---------- Document extract
Why do I get a Cannot invoke an object which is possibly 'undefined' Typescript error even after I check that the func reference is not undefined?
type Hoge = {
func?: (str: string) => boolean
}
const myFunc = (obj: Hoge) => {
const data = ['AAA', 'BBB', 'CCC']
if(obj.func !== undefined) {
data.filter(obj.func) // ok
data.filter(v => obj.func(v)) // ng Cannot invoke an object which is possibly 'undefined'.
}
}
Control flow analysis is complicated, and Typescript's analysis only goes so far. In this case, it easily proves that on the //ok line, data.func !== undefined. But it is not so easy to prove data.func's value will not change before it is invoked sometime in the future within the closure that is passed to data.filter.
See the solution at the end of this answer.
Type narrowing is achieved by using control flow analysis to prove that a reference on a particular line has a narrower type than its originally declared or previously known type.
For the line
data.filter(obj.func) // ok
the control flow analysis is trivial; obj.func is dereferenced immediately after it was checked to be !== undefined.
But in the next line
data.filter(v => obj.func(v))
obj.func is NOT dereferenced immediately. It only appears on the next line lexically. But in fact, it won't be invoked until later, "inside" the execution of data.filter. Typescript would have to recursively do control flow analysis down into the implementation of data.filter. Obviously it does not in this case. Maybe a future version of Typescript will (they keep improving it). Or maybe it's too complex or expensive. Or maybe it's impossible?
🟣 Help me improve this answer
Does Javascript's "single threaded architecture" mean that no other thread can change the value of
obj.funcbeforedata.filteris finished?
--------------------
---------- Records shown
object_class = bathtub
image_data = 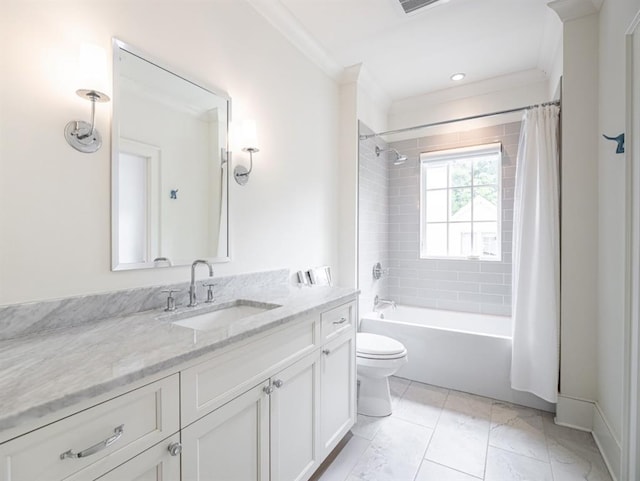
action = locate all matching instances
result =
[360,305,555,412]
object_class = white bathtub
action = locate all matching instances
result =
[360,305,555,412]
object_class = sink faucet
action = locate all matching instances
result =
[373,296,397,312]
[188,259,213,307]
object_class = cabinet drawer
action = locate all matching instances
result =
[180,318,320,427]
[321,302,356,341]
[0,374,180,481]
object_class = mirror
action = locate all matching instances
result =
[111,39,231,270]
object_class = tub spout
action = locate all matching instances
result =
[373,296,397,312]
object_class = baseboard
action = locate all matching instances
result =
[555,395,622,481]
[556,395,595,432]
[592,403,622,481]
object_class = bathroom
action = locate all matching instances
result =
[0,0,639,480]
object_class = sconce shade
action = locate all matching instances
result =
[76,43,109,95]
[64,44,110,154]
[233,119,260,185]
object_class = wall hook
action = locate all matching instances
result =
[602,133,624,154]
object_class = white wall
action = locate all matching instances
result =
[389,70,551,141]
[0,0,339,305]
[560,14,598,400]
[597,0,640,466]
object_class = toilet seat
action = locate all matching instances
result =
[356,332,407,360]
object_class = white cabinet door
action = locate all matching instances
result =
[96,434,180,481]
[320,335,356,457]
[182,382,269,481]
[271,351,321,481]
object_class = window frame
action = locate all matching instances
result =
[419,142,503,262]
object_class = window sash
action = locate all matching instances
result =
[420,142,502,261]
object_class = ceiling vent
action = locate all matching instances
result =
[398,0,439,13]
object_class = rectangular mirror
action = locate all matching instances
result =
[111,39,231,270]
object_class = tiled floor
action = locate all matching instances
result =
[318,378,611,481]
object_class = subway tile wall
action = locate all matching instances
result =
[384,122,521,316]
[358,122,389,314]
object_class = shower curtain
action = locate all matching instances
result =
[511,105,560,403]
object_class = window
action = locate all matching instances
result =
[420,143,502,261]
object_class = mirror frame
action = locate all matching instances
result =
[111,37,232,271]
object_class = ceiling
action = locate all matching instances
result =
[252,0,562,100]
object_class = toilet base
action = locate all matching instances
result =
[358,376,391,417]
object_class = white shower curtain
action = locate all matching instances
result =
[511,105,560,403]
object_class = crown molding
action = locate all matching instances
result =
[247,0,343,80]
[547,0,604,23]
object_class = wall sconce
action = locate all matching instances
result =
[233,120,260,185]
[64,44,110,154]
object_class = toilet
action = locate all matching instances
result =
[356,332,407,416]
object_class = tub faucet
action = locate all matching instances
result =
--------------------
| Description of the task |
Can you write out the Typescript error explanation again, everything from "For the line" down to "maybe it's impossible?", changing "trivial" to "straightforward"?

| Solution for this problem |
For the line
data.filter(obj.func) // ok
the control flow analysis is straightforward; obj.func is dereferenced immediately after it was checked to be !== undefined.
But in the next line
data.filter(v => obj.func(v))
obj.func is NOT dereferenced immediately. It only appears on the next line lexically. But in fact, it won't be invoked until later, "inside" the execution of data.filter. Typescript would have to recursively do control flow analysis down into the implementation of data.filter. Obviously it does not in this case. Maybe a future version of Typescript will (they keep improving it). Or maybe it's too complex or expensive. Or maybe it's impossible?